::: EXERCISE INPUTS :::

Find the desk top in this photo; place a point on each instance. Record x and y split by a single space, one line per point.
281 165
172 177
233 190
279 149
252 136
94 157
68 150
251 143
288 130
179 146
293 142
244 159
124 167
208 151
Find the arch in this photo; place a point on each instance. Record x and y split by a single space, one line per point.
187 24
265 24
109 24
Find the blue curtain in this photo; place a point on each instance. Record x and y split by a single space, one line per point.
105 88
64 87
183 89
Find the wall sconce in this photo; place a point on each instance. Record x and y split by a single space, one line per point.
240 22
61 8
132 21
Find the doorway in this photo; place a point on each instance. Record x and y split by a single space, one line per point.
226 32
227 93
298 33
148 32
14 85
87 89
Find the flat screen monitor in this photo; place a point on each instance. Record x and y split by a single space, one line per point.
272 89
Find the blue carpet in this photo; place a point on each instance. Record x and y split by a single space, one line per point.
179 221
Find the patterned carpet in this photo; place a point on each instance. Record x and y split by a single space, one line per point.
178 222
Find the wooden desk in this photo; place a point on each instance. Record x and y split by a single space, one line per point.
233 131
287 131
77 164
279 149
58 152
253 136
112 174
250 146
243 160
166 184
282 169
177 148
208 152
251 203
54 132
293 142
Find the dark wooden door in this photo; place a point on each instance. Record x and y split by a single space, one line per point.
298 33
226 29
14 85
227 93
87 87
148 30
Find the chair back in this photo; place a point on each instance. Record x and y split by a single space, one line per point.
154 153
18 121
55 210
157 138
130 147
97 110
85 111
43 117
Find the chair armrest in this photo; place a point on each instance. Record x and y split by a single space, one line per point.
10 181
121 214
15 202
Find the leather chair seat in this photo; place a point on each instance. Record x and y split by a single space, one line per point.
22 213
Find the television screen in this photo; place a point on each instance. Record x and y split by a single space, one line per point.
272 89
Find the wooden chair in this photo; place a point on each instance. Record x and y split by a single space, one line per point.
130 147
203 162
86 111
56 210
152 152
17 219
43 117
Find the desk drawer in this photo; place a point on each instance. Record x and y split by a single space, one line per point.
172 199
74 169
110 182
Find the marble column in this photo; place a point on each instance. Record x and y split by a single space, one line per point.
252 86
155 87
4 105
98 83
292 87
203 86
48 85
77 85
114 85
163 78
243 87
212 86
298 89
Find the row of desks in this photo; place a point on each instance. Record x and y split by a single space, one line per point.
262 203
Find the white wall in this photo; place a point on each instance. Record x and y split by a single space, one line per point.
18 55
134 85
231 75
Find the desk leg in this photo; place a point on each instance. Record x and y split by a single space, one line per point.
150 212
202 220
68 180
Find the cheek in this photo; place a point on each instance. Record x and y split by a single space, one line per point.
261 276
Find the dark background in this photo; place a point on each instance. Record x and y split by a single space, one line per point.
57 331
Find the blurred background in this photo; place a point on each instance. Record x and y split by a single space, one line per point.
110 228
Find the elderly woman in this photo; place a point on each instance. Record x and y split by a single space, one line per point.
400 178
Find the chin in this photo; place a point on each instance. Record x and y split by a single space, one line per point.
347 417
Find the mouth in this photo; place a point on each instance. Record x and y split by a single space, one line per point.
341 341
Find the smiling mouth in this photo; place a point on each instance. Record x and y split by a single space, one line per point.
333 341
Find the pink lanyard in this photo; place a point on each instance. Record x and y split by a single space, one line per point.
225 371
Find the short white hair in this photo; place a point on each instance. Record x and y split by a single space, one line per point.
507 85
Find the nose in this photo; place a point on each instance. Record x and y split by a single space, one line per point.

:::

> [EXERCISE GOAL] Every record here must be output exactly, word for word.

> [SOLUTION TO THE EXERCISE]
Find the desk top in this photo; place a point on each instance. Record x and y split by a single space, one line per point.
281 165
172 177
233 190
279 149
252 136
94 157
68 150
251 143
288 130
179 146
293 142
244 159
124 167
208 151
Find the arch in this photo; place a point on each instance. Record x and y split by a single space, one line per point.
187 24
265 24
109 24
Find the blue curtain in this photo; place a point on each instance. Record x and y split by a single space, one line per point.
105 88
64 87
183 89
Find the wall sconce in this photo; place a point on each instance. Record x and y split by a single space, one line per point.
240 22
61 8
132 21
Find the doorway in this photo; place a point on each instance. Record x and y split by a single space, one line per point.
226 32
227 93
298 33
148 32
14 85
87 89
Find the flat screen monitor in this photo; place a point on each instance. Record x and y split by a single space, one line per point.
272 89
Find the blue carpet in this photo; place a point on each instance. Record x and y split by a single space, one line per point.
179 221
Find the patterned carpet in this photo; place a point on each instance. Record x and y split by a single space, one line per point.
178 222
Find the wooden desk in this photo; place a point on each instance. Record x and y split by a single space, one line per point.
233 131
287 131
77 164
279 149
58 152
253 136
112 174
250 146
243 160
166 184
282 169
177 148
208 152
251 203
54 132
293 142
Find the dark wooden door in this photo; place a point on each instance. Record x and y split by a single space, one line per point.
298 33
226 29
14 85
227 93
87 87
148 30
Find the chair back in this photo; place a point on each instance. Record x and y split by a single space, one line per point.
154 153
18 121
55 210
157 138
130 147
97 110
85 111
43 117
Find the chair armrest in this photo; place a point on each instance. Record x and y split by a single space, one line per point.
10 181
121 214
15 202
Find the leather chair seat in this photo; place a point on each instance. Record x and y split by a single space, one line per point.
22 213
Find the television screen in this photo; place a point on each instance. Record x and y split by a single space, one line per point.
272 89
Find the wooden chair in this photo; place a point on each instance. Record x and y split by a single space, one line per point.
130 147
203 162
86 111
56 210
152 152
17 219
43 117
Find the desk drawer in this photo; place a point on each instance. Record x and y split by a single space, one line per point.
172 199
74 169
110 182
Find the marble column in this photo; place a point on each instance. Record x and y split by a single space, one line per point.
252 86
155 87
4 105
98 83
292 87
203 86
48 85
77 85
114 85
163 78
243 87
212 86
298 89
Find the row of desks in this photo; place a point on each instance. Record x and y split by a single space, one line per point.
262 203
Find the white wall in this photo; place a point on each instance. Record x and y split by a single space, one line per point.
18 55
134 85
231 75
Find the desk leg in this photo; place a point on each instance. Record x and y split by a single space, one line per point.
150 212
202 220
68 180
Find the cheek in this photo; place a point on each instance. Record x and y split by a single space, one line per point.
261 276
Find the dark background in this photo; place a point on each instance. Record x and y split by a single space, one line per point.
57 331
Find the blurred background in this photo; place a point on each instance. Record x and y split by a single space, one line per point.
110 228
Find the elderly woman in this photo; place a point on each instance. Record x and y split by a single space, one line per point.
400 178
Find the chin in this photo; place a point on each instance. Record x and y split by a single space, one line per point.
347 417
Find the mouth in this photo; place a point on each instance. Record x and y split by a single space, one line per point.
341 341
Find the smiling mouth in this photo; place a point on each instance. Record x and y split by a single space, one line per point.
333 341
Find the pink lanyard in this photo; place a point on each instance. Record x and y split by a single space, one line per point.
225 371
Find the short white hair in this photo; place a point on each instance. Record x and y split by a single space, one line per point.
507 85
Find the nose in this photo; place a point on each instance. Record x and y split by a single space, one line per point.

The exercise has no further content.